● **Problem requirements**: Each line that includes "tree" must be copied from the records.
Start of Recorded information
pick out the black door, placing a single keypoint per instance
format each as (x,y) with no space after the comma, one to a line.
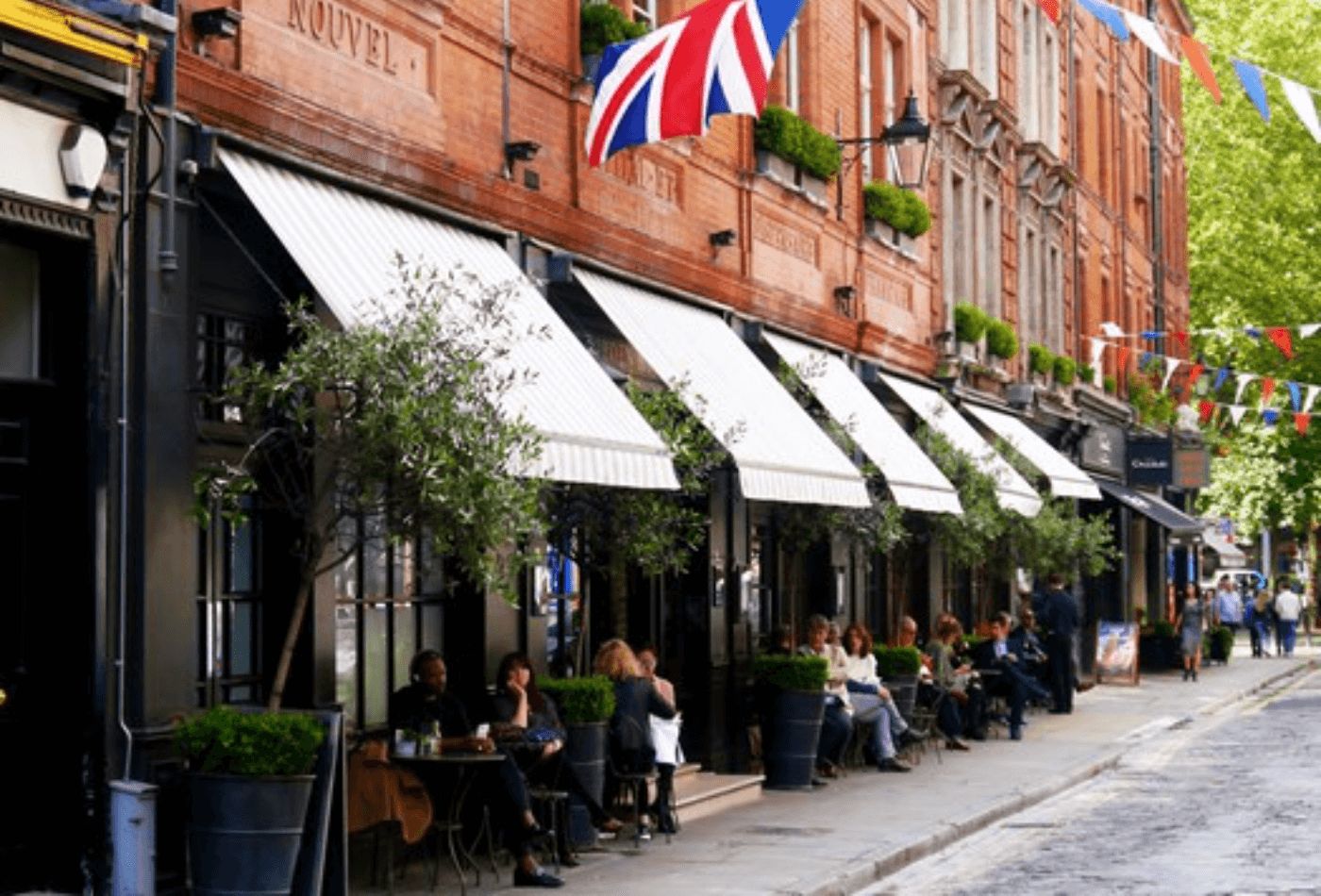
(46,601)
End of Recorded information
Start of Recorded information
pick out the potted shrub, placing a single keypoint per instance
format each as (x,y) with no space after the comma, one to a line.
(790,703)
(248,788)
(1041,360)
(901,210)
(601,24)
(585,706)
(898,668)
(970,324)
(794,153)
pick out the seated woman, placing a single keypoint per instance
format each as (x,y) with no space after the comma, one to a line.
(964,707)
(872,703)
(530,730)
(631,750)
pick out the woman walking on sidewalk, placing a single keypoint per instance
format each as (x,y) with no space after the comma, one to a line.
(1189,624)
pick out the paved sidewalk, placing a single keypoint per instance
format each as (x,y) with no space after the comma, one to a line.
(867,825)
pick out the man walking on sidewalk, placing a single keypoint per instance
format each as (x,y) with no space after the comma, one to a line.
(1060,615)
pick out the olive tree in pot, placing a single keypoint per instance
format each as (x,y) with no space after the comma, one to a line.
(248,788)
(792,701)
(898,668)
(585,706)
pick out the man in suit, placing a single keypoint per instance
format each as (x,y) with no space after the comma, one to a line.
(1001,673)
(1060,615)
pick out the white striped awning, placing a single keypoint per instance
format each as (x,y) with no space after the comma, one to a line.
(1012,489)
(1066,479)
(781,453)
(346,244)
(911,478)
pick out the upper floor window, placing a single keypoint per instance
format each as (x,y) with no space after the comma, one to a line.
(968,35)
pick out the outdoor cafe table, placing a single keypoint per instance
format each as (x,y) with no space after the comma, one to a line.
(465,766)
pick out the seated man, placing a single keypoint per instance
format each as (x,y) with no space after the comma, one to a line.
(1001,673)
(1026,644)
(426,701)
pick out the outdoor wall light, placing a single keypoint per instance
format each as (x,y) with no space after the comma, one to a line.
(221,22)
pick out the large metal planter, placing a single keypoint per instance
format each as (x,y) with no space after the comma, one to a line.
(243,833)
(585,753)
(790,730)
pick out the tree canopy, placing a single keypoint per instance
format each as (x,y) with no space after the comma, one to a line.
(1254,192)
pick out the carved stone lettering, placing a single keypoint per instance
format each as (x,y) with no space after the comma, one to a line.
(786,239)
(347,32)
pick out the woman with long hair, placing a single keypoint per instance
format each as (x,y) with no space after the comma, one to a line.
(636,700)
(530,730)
End of Recorded information
Start of Recorded information
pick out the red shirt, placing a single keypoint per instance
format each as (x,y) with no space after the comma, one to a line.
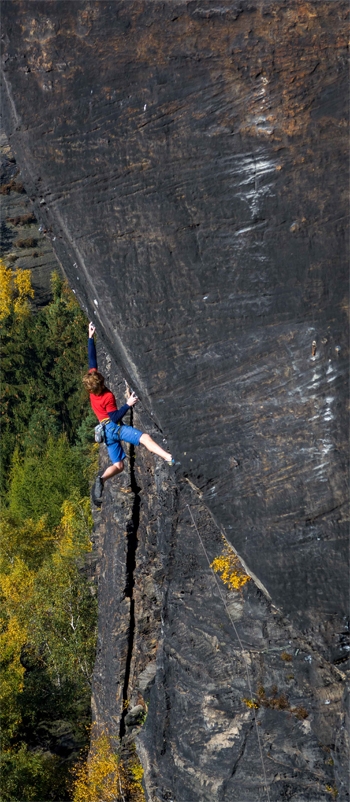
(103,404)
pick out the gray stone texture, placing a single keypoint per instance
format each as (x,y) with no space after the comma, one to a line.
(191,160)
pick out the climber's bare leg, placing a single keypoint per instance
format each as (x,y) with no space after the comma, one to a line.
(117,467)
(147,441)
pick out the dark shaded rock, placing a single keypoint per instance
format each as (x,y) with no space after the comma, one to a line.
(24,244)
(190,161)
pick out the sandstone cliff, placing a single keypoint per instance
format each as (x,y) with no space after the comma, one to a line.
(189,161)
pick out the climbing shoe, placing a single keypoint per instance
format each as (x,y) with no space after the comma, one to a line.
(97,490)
End of Recorded information
● **Response**:
pick out the olive tree in pot, placing a single keypoint per instance
pick out the tree canopy, placing a single keypoint per instance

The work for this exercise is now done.